Required task
State how many lines in the material below contain the string "gold". Give only the number.

Records from a data source

◇ ◇ ◇ ◇

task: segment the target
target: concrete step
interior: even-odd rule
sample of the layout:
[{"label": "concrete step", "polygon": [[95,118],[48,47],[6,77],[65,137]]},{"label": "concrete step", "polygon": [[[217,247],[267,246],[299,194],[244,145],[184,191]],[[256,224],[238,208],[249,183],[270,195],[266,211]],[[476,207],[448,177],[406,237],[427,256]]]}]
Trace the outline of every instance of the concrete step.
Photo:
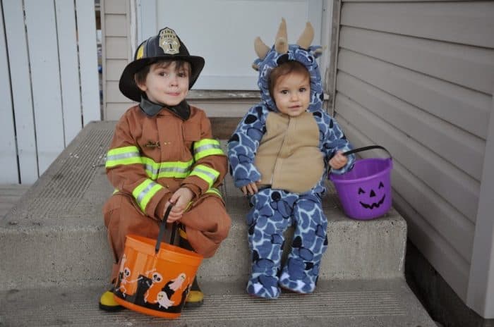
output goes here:
[{"label": "concrete step", "polygon": [[202,287],[203,307],[185,308],[173,321],[100,310],[103,285],[1,292],[0,326],[435,327],[402,278],[320,281],[313,294],[283,293],[277,300],[249,297],[239,283]]},{"label": "concrete step", "polygon": [[[114,128],[112,122],[88,124],[0,221],[0,262],[6,263],[0,266],[0,290],[107,280],[112,258],[101,209],[112,192],[104,164]],[[229,177],[222,191],[232,228],[199,275],[212,281],[245,281],[247,199]],[[403,276],[406,225],[395,211],[370,221],[351,220],[334,191],[324,206],[330,243],[321,279]]]}]

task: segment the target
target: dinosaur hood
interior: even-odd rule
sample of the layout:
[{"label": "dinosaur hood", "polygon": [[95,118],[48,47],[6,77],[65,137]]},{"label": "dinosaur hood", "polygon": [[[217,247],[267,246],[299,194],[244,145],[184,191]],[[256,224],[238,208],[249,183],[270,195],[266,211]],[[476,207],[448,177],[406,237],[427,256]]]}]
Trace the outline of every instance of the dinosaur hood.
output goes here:
[{"label": "dinosaur hood", "polygon": [[258,85],[260,90],[263,102],[270,110],[278,111],[274,99],[270,95],[269,77],[271,70],[282,63],[296,61],[302,63],[308,70],[311,78],[311,102],[308,111],[314,112],[323,108],[323,90],[319,66],[315,59],[323,53],[320,46],[311,46],[313,38],[313,29],[307,23],[296,44],[287,43],[287,25],[284,19],[278,30],[275,44],[270,49],[260,38],[255,39],[254,47],[259,58],[254,61],[252,66],[259,71]]}]

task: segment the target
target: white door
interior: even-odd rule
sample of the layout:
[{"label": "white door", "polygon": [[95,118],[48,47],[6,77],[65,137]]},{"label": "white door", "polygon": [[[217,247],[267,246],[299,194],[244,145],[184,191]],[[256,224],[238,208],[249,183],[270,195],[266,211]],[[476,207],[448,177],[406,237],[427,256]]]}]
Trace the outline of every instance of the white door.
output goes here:
[{"label": "white door", "polygon": [[[295,43],[310,21],[313,44],[322,44],[325,0],[140,0],[138,1],[137,41],[168,26],[176,32],[191,54],[206,64],[196,90],[258,90],[254,39],[271,46],[282,18],[289,43]],[[324,35],[323,35],[324,37]],[[324,37],[329,39],[328,37]],[[326,50],[329,58],[329,50]],[[322,58],[325,62],[324,57]],[[321,73],[324,74],[322,65]],[[324,75],[323,75],[324,76]]]}]

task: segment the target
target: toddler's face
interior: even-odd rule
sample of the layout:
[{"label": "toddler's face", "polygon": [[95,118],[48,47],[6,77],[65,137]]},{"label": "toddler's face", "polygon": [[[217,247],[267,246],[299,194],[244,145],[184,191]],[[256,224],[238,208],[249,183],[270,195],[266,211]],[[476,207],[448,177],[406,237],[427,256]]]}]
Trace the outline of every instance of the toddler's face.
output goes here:
[{"label": "toddler's face", "polygon": [[311,101],[311,83],[308,76],[291,73],[281,76],[273,87],[273,97],[278,110],[291,117],[305,112]]},{"label": "toddler's face", "polygon": [[188,93],[188,72],[186,67],[177,70],[174,62],[167,67],[155,63],[150,68],[145,82],[139,88],[153,102],[176,106]]}]

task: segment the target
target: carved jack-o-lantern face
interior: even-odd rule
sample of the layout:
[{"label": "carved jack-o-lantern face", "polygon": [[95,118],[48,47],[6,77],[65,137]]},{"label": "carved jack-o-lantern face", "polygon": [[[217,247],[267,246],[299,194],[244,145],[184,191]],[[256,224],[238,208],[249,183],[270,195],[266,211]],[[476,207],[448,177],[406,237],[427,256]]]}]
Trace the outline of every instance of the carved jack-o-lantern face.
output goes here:
[{"label": "carved jack-o-lantern face", "polygon": [[362,187],[359,187],[358,193],[360,204],[364,208],[371,210],[374,208],[379,208],[386,197],[382,182],[379,182],[375,190],[374,189],[363,190]]}]

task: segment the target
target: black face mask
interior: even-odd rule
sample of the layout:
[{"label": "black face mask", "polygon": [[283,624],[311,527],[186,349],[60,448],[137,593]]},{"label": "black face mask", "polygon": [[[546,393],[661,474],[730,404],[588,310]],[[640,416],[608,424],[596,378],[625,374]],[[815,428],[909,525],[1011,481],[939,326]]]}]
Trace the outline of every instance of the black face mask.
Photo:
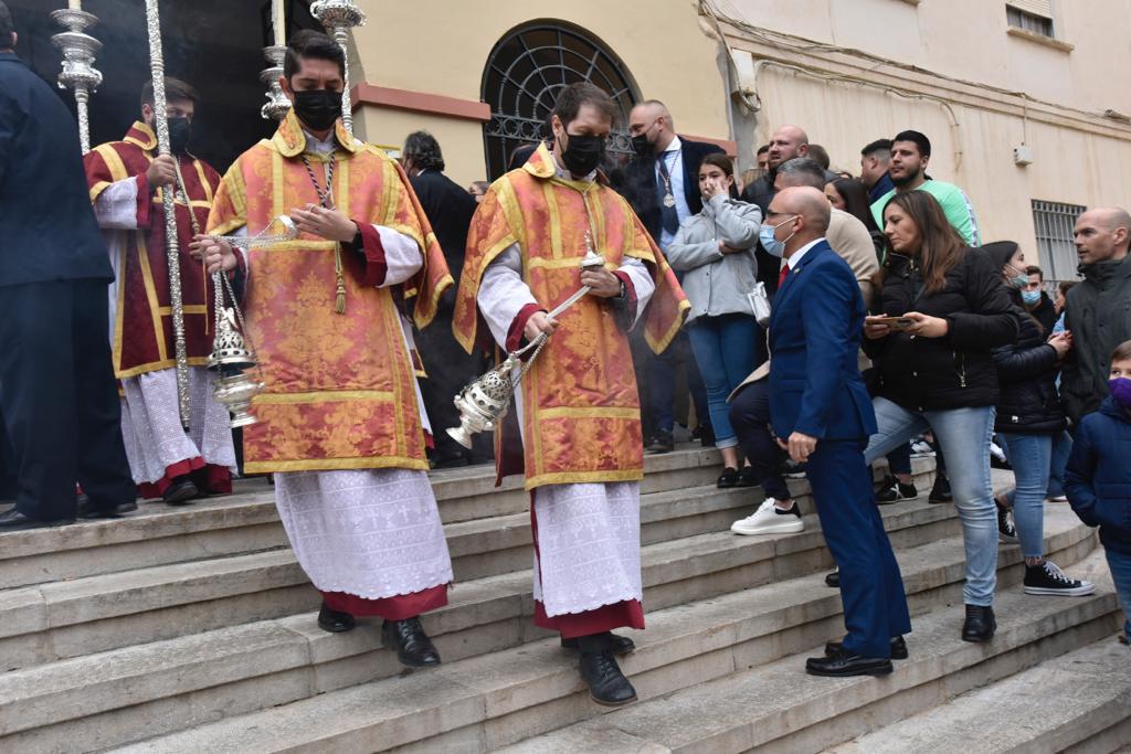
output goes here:
[{"label": "black face mask", "polygon": [[[562,163],[576,177],[595,171],[605,156],[605,139],[599,136],[566,133],[569,146],[562,150]],[[561,146],[561,139],[558,140]]]},{"label": "black face mask", "polygon": [[342,116],[342,93],[331,89],[295,92],[294,114],[312,131],[325,131]]},{"label": "black face mask", "polygon": [[656,145],[648,140],[647,135],[638,133],[632,137],[632,151],[637,153],[638,157],[651,157],[656,154]]},{"label": "black face mask", "polygon": [[189,150],[192,140],[192,122],[188,118],[169,119],[169,150],[174,155],[183,155]]}]

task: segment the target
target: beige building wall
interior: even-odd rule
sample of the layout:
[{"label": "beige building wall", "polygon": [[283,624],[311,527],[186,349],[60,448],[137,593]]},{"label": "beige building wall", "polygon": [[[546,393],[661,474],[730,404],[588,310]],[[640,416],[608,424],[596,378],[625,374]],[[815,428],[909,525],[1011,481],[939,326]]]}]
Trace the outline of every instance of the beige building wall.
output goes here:
[{"label": "beige building wall", "polygon": [[[718,49],[699,31],[691,0],[357,5],[369,23],[354,31],[355,83],[480,102],[483,70],[501,37],[529,21],[564,21],[604,42],[641,96],[665,101],[682,132],[729,138]],[[466,185],[486,177],[482,122],[383,106],[365,106],[357,122],[364,139],[390,146],[403,144],[413,130],[431,131],[452,180]]]}]

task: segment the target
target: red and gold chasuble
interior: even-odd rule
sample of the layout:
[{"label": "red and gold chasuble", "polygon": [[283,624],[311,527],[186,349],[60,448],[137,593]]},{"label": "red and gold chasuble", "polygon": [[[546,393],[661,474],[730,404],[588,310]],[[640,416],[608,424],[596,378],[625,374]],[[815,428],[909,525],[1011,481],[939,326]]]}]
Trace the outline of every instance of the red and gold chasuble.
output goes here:
[{"label": "red and gold chasuble", "polygon": [[[596,182],[559,177],[545,146],[494,182],[472,220],[452,326],[464,348],[470,350],[478,328],[485,328],[476,297],[500,253],[519,244],[523,280],[549,310],[581,286],[586,232],[608,269],[627,258],[645,262],[656,284],[645,337],[656,353],[666,348],[689,307],[675,275],[620,194]],[[521,383],[526,488],[641,479],[640,399],[628,333],[608,304],[594,296],[559,321]]]},{"label": "red and gold chasuble", "polygon": [[[157,137],[145,123],[135,123],[122,141],[95,147],[84,157],[90,201],[111,183],[138,179],[138,229],[123,231],[128,242],[118,260],[118,306],[114,318],[113,359],[119,379],[176,365],[173,309],[169,295],[169,258],[165,255],[163,191],[149,196],[145,172],[156,156]],[[178,250],[181,262],[181,301],[184,304],[184,339],[189,364],[204,366],[211,353],[208,335],[214,319],[211,294],[204,269],[189,255],[192,242],[191,211],[204,231],[219,185],[219,174],[191,156],[179,157],[184,197],[176,197]]]},{"label": "red and gold chasuble", "polygon": [[[399,306],[411,306],[416,324],[425,327],[451,276],[400,166],[377,147],[353,141],[340,121],[336,135],[333,155],[307,154],[320,185],[326,163],[335,159],[336,207],[360,224],[415,240],[424,267],[399,286],[377,288],[362,285],[360,254],[342,249],[346,305],[338,314],[336,242],[303,234],[250,250],[244,315],[267,384],[253,401],[259,422],[243,431],[250,473],[428,468]],[[292,112],[274,138],[241,155],[224,176],[208,233],[245,226],[254,236],[278,215],[319,203],[300,159],[304,148]]]}]

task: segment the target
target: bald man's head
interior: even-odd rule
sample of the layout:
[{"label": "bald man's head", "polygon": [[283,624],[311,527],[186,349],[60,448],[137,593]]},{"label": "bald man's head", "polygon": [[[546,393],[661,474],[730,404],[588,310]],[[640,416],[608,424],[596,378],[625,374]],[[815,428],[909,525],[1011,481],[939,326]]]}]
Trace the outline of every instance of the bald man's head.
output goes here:
[{"label": "bald man's head", "polygon": [[767,164],[771,171],[787,159],[809,156],[809,135],[796,125],[783,125],[770,137]]},{"label": "bald man's head", "polygon": [[768,225],[779,226],[775,237],[785,242],[788,258],[829,229],[831,208],[824,193],[808,185],[783,189],[766,210]]},{"label": "bald man's head", "polygon": [[629,113],[632,148],[641,157],[667,148],[675,136],[672,113],[659,99],[646,99]]},{"label": "bald man's head", "polygon": [[1119,260],[1131,244],[1131,215],[1120,207],[1097,207],[1076,222],[1076,253],[1081,265]]}]

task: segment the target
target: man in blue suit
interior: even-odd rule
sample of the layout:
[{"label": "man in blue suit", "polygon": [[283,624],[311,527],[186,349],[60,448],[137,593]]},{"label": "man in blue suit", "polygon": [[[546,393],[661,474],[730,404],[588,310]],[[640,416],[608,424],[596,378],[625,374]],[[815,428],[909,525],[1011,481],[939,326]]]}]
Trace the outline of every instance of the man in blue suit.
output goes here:
[{"label": "man in blue suit", "polygon": [[817,189],[780,191],[761,228],[762,246],[786,260],[770,318],[770,418],[783,448],[808,463],[824,540],[840,569],[844,641],[806,671],[886,675],[910,631],[899,566],[875,506],[864,448],[875,414],[856,352],[864,300],[852,268],[824,240],[829,202]]},{"label": "man in blue suit", "polygon": [[78,130],[15,47],[0,1],[0,414],[17,479],[0,531],[137,508],[110,363],[113,270]]}]

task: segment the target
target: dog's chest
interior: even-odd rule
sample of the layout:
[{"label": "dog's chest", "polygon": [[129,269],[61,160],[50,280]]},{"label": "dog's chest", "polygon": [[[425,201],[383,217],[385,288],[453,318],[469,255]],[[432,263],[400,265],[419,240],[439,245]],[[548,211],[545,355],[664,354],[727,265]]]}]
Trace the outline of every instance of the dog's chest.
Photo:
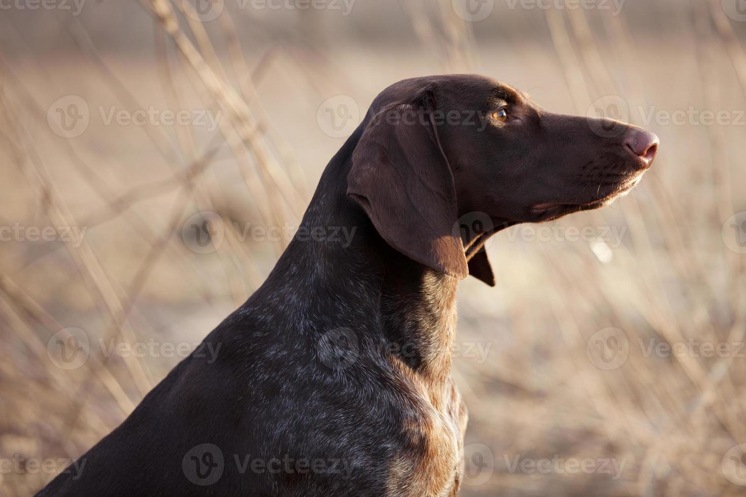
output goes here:
[{"label": "dog's chest", "polygon": [[460,485],[463,443],[467,415],[452,381],[444,386],[438,408],[427,396],[413,399],[401,427],[407,447],[391,461],[392,497],[455,496]]}]

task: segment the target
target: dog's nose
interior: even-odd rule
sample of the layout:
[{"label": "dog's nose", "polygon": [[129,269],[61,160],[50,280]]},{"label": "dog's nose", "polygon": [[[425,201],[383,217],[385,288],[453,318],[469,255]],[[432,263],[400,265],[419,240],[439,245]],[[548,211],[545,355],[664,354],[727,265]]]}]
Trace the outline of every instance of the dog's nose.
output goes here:
[{"label": "dog's nose", "polygon": [[630,130],[624,139],[624,145],[629,147],[630,150],[642,159],[648,168],[655,159],[659,143],[660,140],[654,133],[642,129]]}]

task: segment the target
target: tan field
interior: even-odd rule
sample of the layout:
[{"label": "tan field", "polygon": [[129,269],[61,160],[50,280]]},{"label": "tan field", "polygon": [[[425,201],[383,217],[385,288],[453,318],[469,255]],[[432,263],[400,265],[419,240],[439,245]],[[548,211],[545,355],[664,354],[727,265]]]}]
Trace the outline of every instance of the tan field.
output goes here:
[{"label": "tan field", "polygon": [[496,0],[472,22],[460,1],[0,13],[0,496],[39,490],[251,295],[378,92],[446,72],[661,141],[630,194],[501,232],[497,287],[460,284],[460,495],[746,493],[740,11]]}]

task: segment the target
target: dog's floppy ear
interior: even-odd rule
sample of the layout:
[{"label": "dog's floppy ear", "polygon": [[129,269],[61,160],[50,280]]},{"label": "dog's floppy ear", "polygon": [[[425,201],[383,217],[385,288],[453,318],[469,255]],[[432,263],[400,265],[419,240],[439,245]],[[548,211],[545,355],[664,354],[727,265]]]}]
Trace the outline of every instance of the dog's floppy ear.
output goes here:
[{"label": "dog's floppy ear", "polygon": [[352,155],[347,194],[378,233],[410,259],[455,278],[468,274],[451,167],[432,122],[433,98],[389,105],[372,118]]},{"label": "dog's floppy ear", "polygon": [[468,260],[468,273],[489,286],[495,286],[495,273],[487,258],[487,251],[481,250]]}]

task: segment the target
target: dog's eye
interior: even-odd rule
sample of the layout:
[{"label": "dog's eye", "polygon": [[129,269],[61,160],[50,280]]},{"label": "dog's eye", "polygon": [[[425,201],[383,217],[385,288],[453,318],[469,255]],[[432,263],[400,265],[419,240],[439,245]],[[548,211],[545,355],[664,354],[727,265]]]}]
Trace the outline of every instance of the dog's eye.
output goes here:
[{"label": "dog's eye", "polygon": [[500,122],[507,122],[508,111],[504,107],[492,113],[492,118]]}]

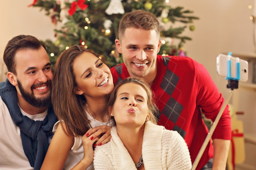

◇ ◇ ◇ ◇

Exercise result
4